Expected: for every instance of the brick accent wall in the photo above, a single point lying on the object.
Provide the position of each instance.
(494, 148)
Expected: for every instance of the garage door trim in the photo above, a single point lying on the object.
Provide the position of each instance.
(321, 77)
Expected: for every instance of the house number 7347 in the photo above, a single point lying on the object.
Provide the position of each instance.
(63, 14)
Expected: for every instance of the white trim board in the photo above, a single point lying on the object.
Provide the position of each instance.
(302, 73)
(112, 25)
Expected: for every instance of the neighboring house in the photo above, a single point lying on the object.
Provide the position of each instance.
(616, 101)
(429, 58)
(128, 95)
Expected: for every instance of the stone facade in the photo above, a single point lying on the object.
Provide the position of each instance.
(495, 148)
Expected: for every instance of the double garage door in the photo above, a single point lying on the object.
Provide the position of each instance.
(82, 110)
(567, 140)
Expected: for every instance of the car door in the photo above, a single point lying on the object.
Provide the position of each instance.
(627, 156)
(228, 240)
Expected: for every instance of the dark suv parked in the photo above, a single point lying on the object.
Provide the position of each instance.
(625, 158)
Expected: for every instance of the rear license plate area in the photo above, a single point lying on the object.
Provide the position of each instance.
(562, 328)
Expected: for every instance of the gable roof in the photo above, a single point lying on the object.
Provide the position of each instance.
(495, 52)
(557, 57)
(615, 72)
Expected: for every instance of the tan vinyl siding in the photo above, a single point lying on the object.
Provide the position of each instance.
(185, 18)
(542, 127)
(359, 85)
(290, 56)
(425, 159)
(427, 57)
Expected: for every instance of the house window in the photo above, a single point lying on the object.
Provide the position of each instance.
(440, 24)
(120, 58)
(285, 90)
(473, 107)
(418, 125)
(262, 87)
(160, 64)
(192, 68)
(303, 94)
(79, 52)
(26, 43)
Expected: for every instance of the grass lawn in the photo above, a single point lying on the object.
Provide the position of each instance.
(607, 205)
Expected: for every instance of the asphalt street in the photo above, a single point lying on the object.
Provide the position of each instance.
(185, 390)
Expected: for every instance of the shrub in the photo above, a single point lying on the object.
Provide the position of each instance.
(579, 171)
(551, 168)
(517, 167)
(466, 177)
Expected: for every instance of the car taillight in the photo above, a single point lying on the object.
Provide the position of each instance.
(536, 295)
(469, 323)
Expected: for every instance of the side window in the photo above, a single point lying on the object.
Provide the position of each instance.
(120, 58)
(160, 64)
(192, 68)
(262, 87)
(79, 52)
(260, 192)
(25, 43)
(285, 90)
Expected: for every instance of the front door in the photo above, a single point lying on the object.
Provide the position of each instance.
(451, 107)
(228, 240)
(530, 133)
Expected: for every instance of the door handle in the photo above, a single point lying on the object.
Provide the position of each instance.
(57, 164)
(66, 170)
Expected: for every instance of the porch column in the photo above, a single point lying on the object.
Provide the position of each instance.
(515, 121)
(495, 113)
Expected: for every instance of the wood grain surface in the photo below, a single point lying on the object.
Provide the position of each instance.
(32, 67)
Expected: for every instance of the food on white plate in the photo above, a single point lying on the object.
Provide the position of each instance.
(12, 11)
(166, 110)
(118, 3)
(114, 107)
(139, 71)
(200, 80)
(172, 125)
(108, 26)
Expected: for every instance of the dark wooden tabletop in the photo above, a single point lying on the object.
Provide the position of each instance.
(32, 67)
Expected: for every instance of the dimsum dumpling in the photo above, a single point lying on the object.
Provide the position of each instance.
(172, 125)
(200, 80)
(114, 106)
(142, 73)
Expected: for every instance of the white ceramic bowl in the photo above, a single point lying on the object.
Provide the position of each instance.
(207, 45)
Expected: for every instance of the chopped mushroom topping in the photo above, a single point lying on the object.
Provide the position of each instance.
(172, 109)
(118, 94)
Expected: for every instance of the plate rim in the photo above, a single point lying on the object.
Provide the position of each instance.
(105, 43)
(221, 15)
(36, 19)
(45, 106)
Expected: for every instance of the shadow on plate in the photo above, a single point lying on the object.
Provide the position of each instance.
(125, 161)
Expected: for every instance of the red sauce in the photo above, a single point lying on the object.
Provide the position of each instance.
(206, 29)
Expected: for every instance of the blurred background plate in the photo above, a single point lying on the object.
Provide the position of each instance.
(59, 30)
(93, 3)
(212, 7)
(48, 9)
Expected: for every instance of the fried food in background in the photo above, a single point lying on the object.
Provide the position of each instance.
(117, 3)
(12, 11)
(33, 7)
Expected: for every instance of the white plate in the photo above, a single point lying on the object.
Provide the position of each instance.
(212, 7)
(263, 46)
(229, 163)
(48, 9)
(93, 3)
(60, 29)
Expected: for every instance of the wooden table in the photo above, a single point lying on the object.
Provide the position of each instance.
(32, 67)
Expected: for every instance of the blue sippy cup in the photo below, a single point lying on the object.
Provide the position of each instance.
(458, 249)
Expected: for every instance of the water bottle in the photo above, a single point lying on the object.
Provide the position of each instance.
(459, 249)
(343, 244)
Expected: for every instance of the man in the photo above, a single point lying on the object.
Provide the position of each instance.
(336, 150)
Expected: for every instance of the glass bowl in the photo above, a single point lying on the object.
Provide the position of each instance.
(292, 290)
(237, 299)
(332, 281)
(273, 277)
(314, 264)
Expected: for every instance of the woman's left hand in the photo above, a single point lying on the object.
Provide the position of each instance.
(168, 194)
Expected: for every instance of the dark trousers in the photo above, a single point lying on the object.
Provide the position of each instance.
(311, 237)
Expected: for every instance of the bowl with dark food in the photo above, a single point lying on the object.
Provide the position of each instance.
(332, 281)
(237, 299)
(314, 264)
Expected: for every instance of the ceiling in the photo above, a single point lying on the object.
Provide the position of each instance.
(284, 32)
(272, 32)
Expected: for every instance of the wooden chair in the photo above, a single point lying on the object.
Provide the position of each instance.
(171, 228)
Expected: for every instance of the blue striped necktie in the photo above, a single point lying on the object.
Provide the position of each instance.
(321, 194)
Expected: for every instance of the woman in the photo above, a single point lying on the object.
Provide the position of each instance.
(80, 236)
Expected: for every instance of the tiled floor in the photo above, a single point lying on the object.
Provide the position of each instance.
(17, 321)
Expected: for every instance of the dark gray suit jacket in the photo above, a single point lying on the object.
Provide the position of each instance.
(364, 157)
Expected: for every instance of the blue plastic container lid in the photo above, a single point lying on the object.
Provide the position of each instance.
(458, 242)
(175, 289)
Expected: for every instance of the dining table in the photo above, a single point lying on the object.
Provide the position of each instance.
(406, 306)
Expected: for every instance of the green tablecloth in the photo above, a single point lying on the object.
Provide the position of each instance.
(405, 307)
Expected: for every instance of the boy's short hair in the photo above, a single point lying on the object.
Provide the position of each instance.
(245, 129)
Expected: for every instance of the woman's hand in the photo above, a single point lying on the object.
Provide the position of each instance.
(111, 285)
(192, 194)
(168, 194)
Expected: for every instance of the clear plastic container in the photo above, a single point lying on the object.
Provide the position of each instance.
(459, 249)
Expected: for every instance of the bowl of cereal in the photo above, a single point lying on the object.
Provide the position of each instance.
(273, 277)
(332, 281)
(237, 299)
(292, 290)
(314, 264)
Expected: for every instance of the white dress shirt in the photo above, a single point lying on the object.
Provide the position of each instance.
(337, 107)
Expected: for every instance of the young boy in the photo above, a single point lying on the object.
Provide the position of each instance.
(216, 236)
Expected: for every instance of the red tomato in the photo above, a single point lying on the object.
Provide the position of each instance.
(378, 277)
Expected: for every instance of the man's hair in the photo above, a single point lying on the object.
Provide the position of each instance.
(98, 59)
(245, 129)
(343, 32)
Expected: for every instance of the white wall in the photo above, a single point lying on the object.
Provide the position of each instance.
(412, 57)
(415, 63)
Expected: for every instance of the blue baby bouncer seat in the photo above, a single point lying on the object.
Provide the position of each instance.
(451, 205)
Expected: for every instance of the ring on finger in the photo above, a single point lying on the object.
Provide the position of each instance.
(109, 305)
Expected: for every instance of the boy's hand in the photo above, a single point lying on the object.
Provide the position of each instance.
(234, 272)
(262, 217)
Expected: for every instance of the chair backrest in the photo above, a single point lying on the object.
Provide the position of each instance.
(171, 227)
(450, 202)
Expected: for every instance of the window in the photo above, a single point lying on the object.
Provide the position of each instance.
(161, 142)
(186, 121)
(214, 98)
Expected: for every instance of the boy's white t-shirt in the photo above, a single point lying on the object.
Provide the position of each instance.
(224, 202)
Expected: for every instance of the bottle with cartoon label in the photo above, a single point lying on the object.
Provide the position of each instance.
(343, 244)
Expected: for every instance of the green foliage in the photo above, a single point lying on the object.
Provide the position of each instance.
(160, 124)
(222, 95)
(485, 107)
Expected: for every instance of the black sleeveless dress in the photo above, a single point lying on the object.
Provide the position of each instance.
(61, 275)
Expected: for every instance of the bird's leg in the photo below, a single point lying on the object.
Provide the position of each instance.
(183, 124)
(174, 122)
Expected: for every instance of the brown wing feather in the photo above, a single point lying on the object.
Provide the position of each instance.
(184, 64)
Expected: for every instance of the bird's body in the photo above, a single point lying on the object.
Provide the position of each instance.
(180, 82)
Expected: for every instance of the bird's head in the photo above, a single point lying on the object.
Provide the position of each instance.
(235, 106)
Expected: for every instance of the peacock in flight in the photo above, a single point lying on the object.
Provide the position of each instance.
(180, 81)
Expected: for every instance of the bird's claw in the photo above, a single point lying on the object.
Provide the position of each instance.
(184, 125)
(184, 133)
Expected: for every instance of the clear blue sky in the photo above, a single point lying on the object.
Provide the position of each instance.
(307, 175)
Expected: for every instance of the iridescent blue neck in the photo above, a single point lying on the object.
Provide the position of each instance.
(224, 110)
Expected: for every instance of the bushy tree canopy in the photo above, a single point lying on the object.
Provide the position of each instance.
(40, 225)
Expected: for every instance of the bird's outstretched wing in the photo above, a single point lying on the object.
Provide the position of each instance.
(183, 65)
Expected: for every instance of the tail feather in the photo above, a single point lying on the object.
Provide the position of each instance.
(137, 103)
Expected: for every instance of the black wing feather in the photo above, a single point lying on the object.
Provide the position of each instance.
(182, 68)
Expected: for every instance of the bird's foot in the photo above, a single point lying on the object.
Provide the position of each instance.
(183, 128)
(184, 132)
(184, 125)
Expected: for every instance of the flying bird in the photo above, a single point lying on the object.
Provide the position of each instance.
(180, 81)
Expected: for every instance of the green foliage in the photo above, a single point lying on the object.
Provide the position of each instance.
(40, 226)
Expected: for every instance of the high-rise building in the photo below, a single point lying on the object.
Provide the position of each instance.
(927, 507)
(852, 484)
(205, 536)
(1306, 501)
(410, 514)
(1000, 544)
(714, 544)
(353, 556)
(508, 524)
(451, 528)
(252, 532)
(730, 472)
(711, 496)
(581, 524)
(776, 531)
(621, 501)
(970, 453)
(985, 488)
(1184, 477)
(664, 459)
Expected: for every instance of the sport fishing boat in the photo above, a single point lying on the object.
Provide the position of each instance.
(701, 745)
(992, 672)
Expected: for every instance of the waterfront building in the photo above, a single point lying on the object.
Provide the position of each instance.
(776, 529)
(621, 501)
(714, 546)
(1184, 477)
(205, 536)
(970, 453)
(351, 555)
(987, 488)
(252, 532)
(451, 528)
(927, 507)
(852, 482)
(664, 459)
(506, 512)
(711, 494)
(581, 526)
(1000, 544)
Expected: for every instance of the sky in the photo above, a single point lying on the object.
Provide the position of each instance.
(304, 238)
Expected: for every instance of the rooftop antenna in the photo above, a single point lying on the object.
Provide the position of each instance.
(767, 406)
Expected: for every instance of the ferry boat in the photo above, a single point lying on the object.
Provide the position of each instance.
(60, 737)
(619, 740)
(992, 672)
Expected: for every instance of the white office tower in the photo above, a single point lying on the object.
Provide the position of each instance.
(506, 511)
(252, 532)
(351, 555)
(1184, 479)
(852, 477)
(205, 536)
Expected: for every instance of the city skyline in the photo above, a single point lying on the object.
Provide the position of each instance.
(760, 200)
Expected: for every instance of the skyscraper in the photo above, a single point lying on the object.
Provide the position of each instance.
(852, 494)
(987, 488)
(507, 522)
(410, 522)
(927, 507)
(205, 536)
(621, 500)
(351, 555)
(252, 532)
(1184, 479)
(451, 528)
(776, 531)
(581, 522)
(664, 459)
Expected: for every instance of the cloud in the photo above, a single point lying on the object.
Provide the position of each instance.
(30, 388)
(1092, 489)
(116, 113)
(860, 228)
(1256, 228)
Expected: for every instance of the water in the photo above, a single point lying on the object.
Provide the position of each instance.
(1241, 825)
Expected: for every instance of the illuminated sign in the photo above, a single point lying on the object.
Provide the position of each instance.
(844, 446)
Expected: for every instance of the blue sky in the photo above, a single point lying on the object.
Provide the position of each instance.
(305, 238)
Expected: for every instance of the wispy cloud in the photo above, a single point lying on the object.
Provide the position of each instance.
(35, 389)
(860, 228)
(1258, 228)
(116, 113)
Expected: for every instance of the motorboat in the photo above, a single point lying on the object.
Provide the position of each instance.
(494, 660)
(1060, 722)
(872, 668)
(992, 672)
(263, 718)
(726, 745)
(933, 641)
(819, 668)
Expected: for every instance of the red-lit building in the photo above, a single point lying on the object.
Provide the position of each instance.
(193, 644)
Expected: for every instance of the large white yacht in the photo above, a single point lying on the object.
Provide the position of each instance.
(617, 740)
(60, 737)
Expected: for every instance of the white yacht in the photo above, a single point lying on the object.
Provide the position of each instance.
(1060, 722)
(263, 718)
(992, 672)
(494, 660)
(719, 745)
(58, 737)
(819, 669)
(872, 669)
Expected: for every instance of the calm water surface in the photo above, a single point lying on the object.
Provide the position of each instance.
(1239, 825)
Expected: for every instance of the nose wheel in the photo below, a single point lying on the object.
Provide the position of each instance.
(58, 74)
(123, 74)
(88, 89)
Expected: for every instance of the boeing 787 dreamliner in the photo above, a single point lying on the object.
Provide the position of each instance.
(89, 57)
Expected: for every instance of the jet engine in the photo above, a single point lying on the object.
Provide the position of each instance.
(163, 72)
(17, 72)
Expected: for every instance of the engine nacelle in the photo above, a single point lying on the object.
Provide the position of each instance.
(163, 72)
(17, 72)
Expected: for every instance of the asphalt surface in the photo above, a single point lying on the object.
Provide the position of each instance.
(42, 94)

## What is being asked
Beginning at the top of the entries above, output each line exactly, and end with the line in which "Expected: for every instance of the white trim" appears.

## Answer box
Expected: for every instance of the brick accent wall in the photo above, a single point lying on the object.
Provide the position of each instance.
(494, 148)
Expected: for every instance of the garage door trim in the photo above, a single point lying on the object.
Provide the position of each instance.
(321, 77)
Expected: for every instance of the house number 7347 in the photo above, a single point lying on the object.
Provide the position of each instance.
(63, 14)
Expected: for every instance of the white trim board in the photo above, a single point lying on the object.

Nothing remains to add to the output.